____ TEXT EXCERPT
We were forced to take PD courses while working 40 hours a week. These courses seemed so obviously like they were being used to list us as part time students so that the school could collect money from the government. I can't recall a single thing from PD classes that was useful or non-obvious. But yet I was forced to take them, and while it's easy to say "They're very short classes, they don't take much time at all to complete", that's all well and good, except if you're medicated for a learning disability in a country where that medicine is extremely expensive, and you're using that 40 hours of medicated time to work on a job that is the only thing you've found enjoyable in the past 5 years. (Oh, and it was also super fun having the insurance company provided through co-op tell me that they COULD in fact deny me coverage for medication based on a pre-existing condition, because what we had was technically travel insurance and not medical insurance).

I used to love learning, I wanted to know everything for the sake of knowing, and learn as much as I could. High school was a breeze for me, like many others here, but it wasn't a breeze because I was smart. It was a breeze because it was an environment that encouraged my learning, where making mistakes was a part of the process to learning and didn't necessitate stressing out and worrying about failure.

But UW has killed that passion for learning. I'm taking a CS course right now that, 4 years ago I would have gone home just to study because of how interesting it is, but now all I can do is the absolute bare minimum to pass because I can't work up the effort to care anymore. I feel like I've dealt with so much of the same, so much disappointment, so much frustration, I don't even know how to care any more. It worries me that this won't change once I graduate and get into the real world. The only comfort I have in that respect is that co-ops were amazing and I felt alive again, so I can only hope.
________
**EXPLORE THE MATERIAL:**
A) According to the text about PD courses, are statements (i), (ii), and (iii) true? Answer yes or no for each, and quote the words from the text that decide it. (i) The writer took PD courses while working 40 hours a week. (ii) The insurance provided through co-op was medical insurance. (iii) The writer found high school difficult.
B) In the text about PD courses, why was high school a breeze for the writer? Answer in one to three sentences.
C) Return the stretch of the text about PD courses from "But UW has killed" through "can only hope.".
Answer using only the text about PD courses.
____ GIVEN RECORDS
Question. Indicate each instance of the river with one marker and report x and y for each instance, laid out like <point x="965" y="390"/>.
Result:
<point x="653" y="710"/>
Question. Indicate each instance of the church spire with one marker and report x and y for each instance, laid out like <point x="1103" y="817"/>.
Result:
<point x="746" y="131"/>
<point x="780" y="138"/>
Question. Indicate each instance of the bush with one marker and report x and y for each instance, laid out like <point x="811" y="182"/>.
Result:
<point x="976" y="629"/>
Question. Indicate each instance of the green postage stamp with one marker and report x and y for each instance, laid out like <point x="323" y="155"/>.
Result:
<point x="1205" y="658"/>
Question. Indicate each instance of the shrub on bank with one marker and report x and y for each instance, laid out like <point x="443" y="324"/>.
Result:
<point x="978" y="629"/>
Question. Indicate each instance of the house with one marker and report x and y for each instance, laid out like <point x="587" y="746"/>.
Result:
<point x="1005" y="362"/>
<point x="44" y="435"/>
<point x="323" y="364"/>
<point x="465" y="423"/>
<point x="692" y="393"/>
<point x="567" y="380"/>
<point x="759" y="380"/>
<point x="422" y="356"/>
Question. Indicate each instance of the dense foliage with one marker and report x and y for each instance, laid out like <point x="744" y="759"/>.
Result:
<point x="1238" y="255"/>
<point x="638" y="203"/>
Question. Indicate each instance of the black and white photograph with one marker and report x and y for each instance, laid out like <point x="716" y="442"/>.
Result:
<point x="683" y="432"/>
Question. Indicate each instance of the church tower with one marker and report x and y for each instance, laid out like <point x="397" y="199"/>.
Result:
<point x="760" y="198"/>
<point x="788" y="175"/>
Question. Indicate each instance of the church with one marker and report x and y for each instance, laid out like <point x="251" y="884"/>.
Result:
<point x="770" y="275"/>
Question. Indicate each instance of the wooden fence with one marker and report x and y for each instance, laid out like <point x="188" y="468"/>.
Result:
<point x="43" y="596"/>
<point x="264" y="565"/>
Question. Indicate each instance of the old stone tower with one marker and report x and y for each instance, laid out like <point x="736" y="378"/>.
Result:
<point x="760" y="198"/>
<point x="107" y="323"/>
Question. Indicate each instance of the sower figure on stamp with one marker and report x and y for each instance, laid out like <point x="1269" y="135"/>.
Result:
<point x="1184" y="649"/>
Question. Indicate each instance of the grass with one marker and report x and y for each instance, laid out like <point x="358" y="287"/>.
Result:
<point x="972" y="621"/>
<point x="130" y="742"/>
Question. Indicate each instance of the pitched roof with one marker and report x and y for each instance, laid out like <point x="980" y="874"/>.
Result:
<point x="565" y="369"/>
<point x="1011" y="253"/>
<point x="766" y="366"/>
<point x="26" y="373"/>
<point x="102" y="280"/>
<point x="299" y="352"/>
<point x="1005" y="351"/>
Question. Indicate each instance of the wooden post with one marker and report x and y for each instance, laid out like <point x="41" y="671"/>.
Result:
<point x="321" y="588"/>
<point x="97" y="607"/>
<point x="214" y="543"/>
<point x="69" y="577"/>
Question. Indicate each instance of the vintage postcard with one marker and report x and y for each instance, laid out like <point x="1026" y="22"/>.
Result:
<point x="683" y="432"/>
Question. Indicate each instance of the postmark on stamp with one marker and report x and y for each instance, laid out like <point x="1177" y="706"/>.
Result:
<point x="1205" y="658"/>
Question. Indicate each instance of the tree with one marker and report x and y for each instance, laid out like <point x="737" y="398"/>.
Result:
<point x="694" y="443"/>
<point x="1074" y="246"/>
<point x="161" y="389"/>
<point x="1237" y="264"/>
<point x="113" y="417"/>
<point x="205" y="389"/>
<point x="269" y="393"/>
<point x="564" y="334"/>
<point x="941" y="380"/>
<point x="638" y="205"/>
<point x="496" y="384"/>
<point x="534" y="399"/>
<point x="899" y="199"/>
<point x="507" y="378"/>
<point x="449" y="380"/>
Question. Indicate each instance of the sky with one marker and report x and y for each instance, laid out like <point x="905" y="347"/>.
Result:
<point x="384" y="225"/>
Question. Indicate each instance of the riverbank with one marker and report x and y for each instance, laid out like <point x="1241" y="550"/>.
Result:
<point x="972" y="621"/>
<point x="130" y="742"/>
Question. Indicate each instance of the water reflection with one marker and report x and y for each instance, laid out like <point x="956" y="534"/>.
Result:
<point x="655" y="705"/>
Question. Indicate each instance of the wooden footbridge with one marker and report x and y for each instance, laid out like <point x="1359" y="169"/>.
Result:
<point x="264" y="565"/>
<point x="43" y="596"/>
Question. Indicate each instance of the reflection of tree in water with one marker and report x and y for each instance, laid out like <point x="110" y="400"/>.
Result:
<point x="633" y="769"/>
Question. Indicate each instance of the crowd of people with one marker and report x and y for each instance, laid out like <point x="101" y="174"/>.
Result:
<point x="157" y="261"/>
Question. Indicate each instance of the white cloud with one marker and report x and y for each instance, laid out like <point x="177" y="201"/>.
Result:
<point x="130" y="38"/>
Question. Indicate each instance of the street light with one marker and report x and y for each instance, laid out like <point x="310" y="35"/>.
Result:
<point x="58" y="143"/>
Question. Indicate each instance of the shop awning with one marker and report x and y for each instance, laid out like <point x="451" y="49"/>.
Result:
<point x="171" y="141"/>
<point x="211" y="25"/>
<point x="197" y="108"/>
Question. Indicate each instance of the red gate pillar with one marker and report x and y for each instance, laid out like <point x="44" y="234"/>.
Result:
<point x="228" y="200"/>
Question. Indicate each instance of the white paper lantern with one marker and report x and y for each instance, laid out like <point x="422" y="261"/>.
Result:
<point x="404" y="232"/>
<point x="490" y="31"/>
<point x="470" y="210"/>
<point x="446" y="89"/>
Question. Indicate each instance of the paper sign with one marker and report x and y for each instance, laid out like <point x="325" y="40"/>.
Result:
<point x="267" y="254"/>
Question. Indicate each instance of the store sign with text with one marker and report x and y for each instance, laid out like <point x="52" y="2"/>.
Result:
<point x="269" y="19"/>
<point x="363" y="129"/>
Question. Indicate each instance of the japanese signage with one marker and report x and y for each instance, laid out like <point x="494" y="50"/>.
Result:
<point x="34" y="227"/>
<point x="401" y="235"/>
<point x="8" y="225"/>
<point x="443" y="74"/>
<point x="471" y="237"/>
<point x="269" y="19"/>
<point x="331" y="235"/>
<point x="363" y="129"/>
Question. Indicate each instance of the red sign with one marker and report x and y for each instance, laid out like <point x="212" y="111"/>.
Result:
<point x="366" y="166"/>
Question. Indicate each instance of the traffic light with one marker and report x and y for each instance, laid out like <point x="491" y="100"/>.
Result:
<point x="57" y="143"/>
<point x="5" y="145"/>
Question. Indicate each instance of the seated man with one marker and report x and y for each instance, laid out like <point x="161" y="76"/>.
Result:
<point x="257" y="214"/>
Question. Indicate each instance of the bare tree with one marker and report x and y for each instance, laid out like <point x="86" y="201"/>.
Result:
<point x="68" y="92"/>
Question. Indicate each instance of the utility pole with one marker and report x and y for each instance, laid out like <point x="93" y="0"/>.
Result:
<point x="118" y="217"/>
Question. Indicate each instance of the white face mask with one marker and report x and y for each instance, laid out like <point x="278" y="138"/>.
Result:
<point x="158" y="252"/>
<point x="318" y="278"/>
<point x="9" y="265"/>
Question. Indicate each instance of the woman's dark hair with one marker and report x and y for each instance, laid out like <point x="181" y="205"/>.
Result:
________
**SOLUTIONS IN ORDER:**
A)
(i) Yes: "We were forced to take PD courses while working 40 hours a week."
(ii) No: "what we had was technically travel insurance and not medical insurance"
(iii) No: "High school was a breeze for me"

B) It was a breeze because high school encouraged the writer's learning. Making mistakes was part of the learning process there, and it did not lead to stress or worry about failure. The writer says it was not because of being smart.

C)
But UW has killed that passion for learning. I'm taking a CS course right now that, 4 years ago I would have gone home just to study because of how interesting it is, but now all I can do is the absolute bare minimum to pass because I can't work up the effort to care anymore. I feel like I've dealt with so much of the same, so much disappointment, so much frustration, I don't even know how to care any more. It worries me that this won't change once I graduate and get into the real world. The only comfort I have in that respect is that co-ops were amazing and I felt alive again, so I can only hope.